TEKS BACAAN ->
◆ ◆ ◆

FAKTANASIONAL.NET – PT PLN Unit Induk Distribusi Kalimantan Barat memberikan penjelasan resmi terkait insiden pemadaman listrik di Kalimantan Barat yang terjadi secara mendadak pada Kamis (2/7/2026).
Pemadaman yang terjadi tanpa adanya pemberitahuan jadwal resmi tersebut dilaporkan melanda sejumlah wilayah kabupaten dan kota secara serentak.
Wilayah yang terdampak insiden hilangnya pasokan listrik ini meliputi Kota Pontianak Kabupaten Mempawah Kota Singkawang Kabupaten Sanggau hingga Kabupaten Sintang.
Di kawasan Kabupaten Mempawah pemadaman arus listrik terjadi cukup panjang mulai dari siang hingga malam hari dengan durasi bervariasi antara dua hingga tiga jam.

◆ ◆ ◆

KUMPULAN ITEM ->
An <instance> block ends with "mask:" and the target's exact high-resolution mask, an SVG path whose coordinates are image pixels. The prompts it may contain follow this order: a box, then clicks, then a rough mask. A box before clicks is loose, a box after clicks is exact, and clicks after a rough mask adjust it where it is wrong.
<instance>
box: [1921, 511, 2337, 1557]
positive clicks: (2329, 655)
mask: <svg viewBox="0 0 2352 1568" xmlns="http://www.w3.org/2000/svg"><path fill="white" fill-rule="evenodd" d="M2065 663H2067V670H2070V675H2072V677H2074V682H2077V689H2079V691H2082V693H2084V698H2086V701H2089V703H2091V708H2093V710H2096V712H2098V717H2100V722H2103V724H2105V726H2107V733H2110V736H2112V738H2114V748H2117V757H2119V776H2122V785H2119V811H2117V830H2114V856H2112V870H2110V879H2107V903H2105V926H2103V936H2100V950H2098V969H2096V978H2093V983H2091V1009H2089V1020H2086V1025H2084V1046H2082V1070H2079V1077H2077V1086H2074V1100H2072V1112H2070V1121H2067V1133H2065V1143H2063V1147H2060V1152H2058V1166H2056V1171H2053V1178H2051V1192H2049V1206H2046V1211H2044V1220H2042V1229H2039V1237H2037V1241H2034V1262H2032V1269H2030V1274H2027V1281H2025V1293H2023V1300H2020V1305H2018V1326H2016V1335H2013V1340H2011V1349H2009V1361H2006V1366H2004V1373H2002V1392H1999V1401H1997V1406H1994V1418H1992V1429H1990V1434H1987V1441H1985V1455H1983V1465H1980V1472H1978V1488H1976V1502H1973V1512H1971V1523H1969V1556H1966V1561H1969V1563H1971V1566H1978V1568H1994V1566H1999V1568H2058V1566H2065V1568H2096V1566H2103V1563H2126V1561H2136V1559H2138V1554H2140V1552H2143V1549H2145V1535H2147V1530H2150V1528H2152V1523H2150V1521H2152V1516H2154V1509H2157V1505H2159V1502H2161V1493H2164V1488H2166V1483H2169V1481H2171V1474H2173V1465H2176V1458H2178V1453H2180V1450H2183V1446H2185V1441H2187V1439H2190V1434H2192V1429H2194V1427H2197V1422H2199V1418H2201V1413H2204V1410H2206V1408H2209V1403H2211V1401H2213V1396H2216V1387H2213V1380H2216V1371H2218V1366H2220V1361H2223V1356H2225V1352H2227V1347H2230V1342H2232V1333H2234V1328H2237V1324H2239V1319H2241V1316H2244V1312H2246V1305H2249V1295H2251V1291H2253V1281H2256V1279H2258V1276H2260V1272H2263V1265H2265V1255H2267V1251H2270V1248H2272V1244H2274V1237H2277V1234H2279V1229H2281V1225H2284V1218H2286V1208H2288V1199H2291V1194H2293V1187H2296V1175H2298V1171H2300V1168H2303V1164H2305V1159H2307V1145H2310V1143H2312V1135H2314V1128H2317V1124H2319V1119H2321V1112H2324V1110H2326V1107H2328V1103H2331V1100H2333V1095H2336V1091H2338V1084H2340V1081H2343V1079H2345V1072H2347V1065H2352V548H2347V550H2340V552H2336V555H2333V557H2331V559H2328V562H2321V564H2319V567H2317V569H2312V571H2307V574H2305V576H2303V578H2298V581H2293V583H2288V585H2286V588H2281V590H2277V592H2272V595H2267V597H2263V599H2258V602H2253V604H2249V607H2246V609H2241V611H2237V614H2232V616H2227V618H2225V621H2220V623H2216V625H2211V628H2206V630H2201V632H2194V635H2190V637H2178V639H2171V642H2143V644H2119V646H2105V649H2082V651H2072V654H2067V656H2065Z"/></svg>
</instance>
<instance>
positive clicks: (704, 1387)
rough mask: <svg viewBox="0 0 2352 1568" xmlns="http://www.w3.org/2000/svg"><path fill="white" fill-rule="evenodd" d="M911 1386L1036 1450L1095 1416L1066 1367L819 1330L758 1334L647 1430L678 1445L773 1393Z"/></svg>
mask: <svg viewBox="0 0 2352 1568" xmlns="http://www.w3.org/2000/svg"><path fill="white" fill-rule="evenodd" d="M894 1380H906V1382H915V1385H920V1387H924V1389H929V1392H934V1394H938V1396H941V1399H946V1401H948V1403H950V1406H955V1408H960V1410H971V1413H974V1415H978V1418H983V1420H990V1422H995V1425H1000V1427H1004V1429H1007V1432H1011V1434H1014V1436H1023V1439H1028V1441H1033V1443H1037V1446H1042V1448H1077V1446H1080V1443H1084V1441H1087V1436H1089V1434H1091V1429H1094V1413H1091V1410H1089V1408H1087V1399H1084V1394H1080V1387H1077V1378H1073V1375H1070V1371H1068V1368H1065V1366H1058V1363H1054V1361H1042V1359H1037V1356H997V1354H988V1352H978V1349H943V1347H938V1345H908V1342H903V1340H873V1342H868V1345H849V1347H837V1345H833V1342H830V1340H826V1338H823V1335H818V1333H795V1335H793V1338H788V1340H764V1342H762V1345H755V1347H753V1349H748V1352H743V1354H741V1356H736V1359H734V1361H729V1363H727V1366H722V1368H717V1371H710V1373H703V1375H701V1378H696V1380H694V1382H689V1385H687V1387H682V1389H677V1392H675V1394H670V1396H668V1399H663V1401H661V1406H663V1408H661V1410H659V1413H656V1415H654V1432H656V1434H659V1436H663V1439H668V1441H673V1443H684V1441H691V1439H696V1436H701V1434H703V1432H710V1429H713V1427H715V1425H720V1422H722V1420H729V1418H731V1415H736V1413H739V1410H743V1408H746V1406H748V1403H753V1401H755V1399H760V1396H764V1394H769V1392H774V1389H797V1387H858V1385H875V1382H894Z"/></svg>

◆ ◆ ◆

DAFTAR TUGAS ->
a. Ringkaslah teks bacaan tentang pemadaman listrik itu dalam dua kalimat.
b. Menurut teks bacaan, berapa lama pemadaman listrik di Kabupaten Mempawah berlangsung?
Item-item ini diambil dari sumber lain.

JAWABAN PER TUGAS ->
a. PT PLN Unit Induk Distribusi Kalimantan Barat memberi penjelasan resmi soal pemadaman listrik mendadak tanpa jadwal pemberitahuan pada Kamis (2/7/2026), yang melanda beberapa kabupaten dan kota sekaligus, mulai dari Kota Pontianak, Kabupaten Mempawah, Kota Singkawang, Kabupaten Sanggau, hingga Kabupaten Sintang. Di Kabupaten Mempawah, listrik padam dari siang sampai malam dengan durasi bervariasi antara dua hingga tiga jam.

b. Durasinya bervariasi antara dua hingga tiga jam, mulai dari siang hingga malam hari.